A verbatim copy of all entries is the expected output.
────────────────────
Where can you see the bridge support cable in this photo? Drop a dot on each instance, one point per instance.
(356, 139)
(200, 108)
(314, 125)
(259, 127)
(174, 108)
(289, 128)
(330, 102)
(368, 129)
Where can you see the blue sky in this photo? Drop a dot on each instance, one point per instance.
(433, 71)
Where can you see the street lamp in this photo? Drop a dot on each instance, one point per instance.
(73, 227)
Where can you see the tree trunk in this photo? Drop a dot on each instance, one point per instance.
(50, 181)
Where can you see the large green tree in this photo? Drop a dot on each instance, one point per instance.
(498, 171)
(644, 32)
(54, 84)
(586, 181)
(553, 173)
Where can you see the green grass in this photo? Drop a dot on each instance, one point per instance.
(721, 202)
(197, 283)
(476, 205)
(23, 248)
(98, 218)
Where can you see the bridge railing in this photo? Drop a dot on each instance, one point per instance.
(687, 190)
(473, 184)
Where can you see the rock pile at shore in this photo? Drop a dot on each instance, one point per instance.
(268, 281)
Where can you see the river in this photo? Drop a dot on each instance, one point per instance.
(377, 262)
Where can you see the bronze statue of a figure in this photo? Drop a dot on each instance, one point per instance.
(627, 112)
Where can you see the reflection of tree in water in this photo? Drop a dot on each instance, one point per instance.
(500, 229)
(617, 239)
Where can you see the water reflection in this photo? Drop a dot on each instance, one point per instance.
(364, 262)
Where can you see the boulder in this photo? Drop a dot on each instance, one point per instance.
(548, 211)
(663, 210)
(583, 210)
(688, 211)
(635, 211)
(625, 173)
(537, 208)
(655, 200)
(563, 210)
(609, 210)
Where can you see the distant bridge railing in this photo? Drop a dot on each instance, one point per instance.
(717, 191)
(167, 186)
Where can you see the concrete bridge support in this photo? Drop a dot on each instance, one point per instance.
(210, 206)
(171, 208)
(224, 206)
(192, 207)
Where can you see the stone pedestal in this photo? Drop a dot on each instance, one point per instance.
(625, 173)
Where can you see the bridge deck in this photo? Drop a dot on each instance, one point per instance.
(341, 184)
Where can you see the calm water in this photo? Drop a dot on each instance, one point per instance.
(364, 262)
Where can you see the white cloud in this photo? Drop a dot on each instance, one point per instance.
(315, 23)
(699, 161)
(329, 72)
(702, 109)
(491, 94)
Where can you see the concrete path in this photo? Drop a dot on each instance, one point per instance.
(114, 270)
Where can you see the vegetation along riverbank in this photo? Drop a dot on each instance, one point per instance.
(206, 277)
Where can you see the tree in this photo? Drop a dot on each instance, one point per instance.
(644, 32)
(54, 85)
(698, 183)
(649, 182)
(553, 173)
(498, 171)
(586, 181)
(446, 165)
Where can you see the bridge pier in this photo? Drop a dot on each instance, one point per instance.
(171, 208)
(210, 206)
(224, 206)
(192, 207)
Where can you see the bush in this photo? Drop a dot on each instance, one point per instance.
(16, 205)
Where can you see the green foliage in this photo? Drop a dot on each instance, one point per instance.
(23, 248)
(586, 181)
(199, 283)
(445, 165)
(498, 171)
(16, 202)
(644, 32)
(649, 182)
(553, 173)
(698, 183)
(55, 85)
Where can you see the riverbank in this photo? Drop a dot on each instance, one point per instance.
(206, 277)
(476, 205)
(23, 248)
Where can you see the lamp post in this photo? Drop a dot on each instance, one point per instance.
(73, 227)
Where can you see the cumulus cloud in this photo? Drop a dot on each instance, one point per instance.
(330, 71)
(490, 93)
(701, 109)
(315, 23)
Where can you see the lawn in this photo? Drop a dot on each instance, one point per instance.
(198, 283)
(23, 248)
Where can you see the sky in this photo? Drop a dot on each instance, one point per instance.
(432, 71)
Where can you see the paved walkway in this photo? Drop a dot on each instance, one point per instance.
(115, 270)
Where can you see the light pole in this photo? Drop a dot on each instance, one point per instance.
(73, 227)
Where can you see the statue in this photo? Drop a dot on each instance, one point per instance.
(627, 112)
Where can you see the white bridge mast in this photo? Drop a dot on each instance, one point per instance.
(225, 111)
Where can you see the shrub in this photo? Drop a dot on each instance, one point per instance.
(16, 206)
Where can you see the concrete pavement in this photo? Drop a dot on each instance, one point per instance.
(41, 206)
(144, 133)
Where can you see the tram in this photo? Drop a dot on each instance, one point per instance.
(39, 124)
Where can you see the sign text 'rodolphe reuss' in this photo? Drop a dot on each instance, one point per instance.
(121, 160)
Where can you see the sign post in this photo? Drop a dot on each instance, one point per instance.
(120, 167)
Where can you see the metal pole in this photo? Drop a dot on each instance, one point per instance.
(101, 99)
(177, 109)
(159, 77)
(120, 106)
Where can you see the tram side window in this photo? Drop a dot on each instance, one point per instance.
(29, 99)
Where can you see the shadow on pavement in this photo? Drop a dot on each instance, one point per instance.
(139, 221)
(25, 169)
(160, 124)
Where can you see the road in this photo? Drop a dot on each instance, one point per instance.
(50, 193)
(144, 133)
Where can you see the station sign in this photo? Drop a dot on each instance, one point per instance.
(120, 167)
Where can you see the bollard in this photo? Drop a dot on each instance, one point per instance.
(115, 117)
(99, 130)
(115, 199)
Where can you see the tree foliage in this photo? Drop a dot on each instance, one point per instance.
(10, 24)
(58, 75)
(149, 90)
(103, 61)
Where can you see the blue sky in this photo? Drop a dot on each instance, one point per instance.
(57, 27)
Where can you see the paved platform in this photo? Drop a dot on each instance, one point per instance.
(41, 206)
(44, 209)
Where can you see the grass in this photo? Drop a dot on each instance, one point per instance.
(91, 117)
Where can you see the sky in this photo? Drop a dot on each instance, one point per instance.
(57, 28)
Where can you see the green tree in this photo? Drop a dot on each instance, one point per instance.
────────────────────
**Response box**
Where can you see the bridge support cable in this photo? Drop a dot on each instance, one point per instance.
(356, 139)
(200, 108)
(314, 125)
(259, 127)
(174, 108)
(289, 128)
(330, 102)
(368, 129)
Where can you see the blue sky in this photo? Drop a dot on each instance, one point per instance.
(433, 71)
Where can you see the street lamp in this photo? Drop a dot on each instance, one point per instance.
(73, 227)
Where can you see the tree trunk in this photo? Drop a dot on each instance, one point per instance.
(50, 181)
Where can you see the large green tree in this photo? Drop a dot on each instance, one point per instance.
(498, 171)
(644, 32)
(54, 84)
(586, 181)
(553, 173)
Where can you see the green grass in this photo? Drop a dot on each instance, one point per instance.
(721, 202)
(197, 283)
(476, 205)
(23, 248)
(98, 218)
Where can you see the bridge railing in this photo? Drop a dot on each instance, one point per instance.
(687, 190)
(473, 184)
Where can you see the rock pile at shore in this photo? Drop a dot on each instance, one point per instance.
(268, 281)
Where can you see the river in this photo? Drop a dot on each instance, one point per instance.
(377, 262)
Where can you see the bronze statue of a figure in this photo? Drop a dot on each instance, one point per instance.
(627, 112)
Where can you see the reflection of tree in water in this photo? Drop a dot on each instance, one point per instance.
(500, 229)
(617, 239)
Where can you see the water reflection in this photo? Drop a dot on each instance, one point per instance.
(364, 262)
Where can you see the boulder in this photo? Drop a dot on each instance, one point per instance.
(548, 211)
(663, 210)
(583, 210)
(688, 211)
(635, 211)
(625, 173)
(537, 208)
(655, 200)
(563, 210)
(609, 210)
Where can you see the distant bridge railing in this photo? Drop a dot on each instance, one point per instance.
(717, 191)
(167, 186)
Where can you see the concrete bridge support in this photo? Drop a dot on each instance, one point per instance.
(210, 206)
(171, 208)
(224, 206)
(192, 207)
Where can you see the stone pedestal in this photo? Drop a dot on each instance, one point per instance.
(625, 173)
Where can you see the bridge deck in this photo? Drop a dot on each instance, one point per instance.
(341, 184)
Where can you see the calm water in this photo? Drop a dot on each instance, one point per instance.
(364, 262)
Where can you see the white cloud in this photo? Drop a dot on each instance, one point per instance.
(315, 23)
(699, 161)
(329, 72)
(702, 109)
(491, 94)
Where can you see the concrete path in this photo? Drop a dot on each instance, one point per instance.
(114, 270)
Where can you see the vegetation along riverbank in this photo? Drop a dot on each instance, one point per instance.
(206, 277)
Where can you see the tree in this photo? Drop a dot on each instance, one point per instance.
(644, 32)
(54, 85)
(698, 183)
(649, 182)
(553, 173)
(498, 171)
(586, 181)
(446, 165)
Where can you see the bridge pier in this photo? Drop a dot on each instance, one point per instance.
(171, 208)
(210, 206)
(224, 206)
(192, 207)
Where can you see the bush in this photo? Drop a dot on each instance, one point per instance.
(16, 205)
Where can you see the green foliage in this photo? Drop a dot on each instance, one point per instance.
(23, 248)
(586, 181)
(199, 283)
(445, 165)
(498, 171)
(16, 202)
(644, 32)
(649, 182)
(553, 173)
(698, 183)
(55, 85)
Where can you see the riverbank in this photo? Drop a dot on each instance, one point per instance.
(206, 277)
(476, 205)
(23, 248)
Where can you see the lamp post in this photo? Drop a dot on each instance, one point per instance.
(73, 227)
Where can you see the cumulus cloud in this photo? Drop a dot on each instance, one point per instance.
(330, 71)
(490, 93)
(701, 109)
(315, 23)
Where can you see the lawn in this photo? Drop a dot on each instance, one point per instance.
(198, 283)
(23, 248)
Where can you see the sky in this photo? Drop a dot on each instance, one point per instance.
(432, 71)
Where can you see the paved walkway in this photo? Drop a dot on each instance, one point per instance.
(115, 270)
Where can you see the light pole in this photo? Drop a dot on each instance, one point per instance.
(73, 227)
Where can you see the statue in this photo? Drop a dot on each instance, one point per instance.
(627, 112)
Where can you see the white bridge mast in this photo? Drop a dot on each instance, one point per instance.
(225, 111)
Where can you see the shrub in this photo? Drop a dot on each instance, one point per instance.
(16, 206)
Where can you see the concrete pavement in this photo? Drop a dot on each instance, one point per instance.
(41, 206)
(144, 133)
Where can you see the tram in this photo? Drop a dot on each instance, one point per instance.
(39, 124)
Where can you see the sign text 'rodolphe reuss' in this photo? Drop a dot on each instance, one point per instance.
(121, 160)
Where can you see the sign post in this photo? Drop a dot on each instance, one point per instance.
(120, 167)
Where can you see the metal pole in this photo? Drop a dot on each instance, one point per instance.
(101, 99)
(177, 109)
(159, 77)
(120, 106)
Where can you see the tram side window in this photo? Drop a dot on each instance, one point per instance.
(29, 99)
Where can you see the shadow on pavement in this photo? Drop a dot on each instance, one point per instance.
(139, 221)
(25, 169)
(160, 124)
Where can you see the road in this photo? Drop a dot on each instance, one point per instance.
(50, 193)
(144, 133)
Where can you see the station sign in this photo? Drop a dot on each instance, one point per instance.
(120, 167)
Where can you see the bollard in this photo? Drop a dot on each instance, one point per instance.
(115, 117)
(99, 130)
(115, 199)
Where can you see the tree foliage in this photo? Drop a dot on each instance, one point per instance.
(10, 24)
(58, 75)
(149, 90)
(103, 61)
Where can you see the blue sky in this photo? Drop a dot on each instance, one point per instance.
(57, 27)
Where can you see the paved platform in this photo? Drop a dot on each instance, one point per instance.
(41, 206)
(44, 209)
Where can you see the grass in this photo? Drop a dot on each instance, one point per instance.
(91, 117)
Where can you see the sky in this photo? Drop a dot on each instance, one point per instance.
(57, 28)
Where can you see the green tree in this photo? Drop a dot on each instance, one point per instance.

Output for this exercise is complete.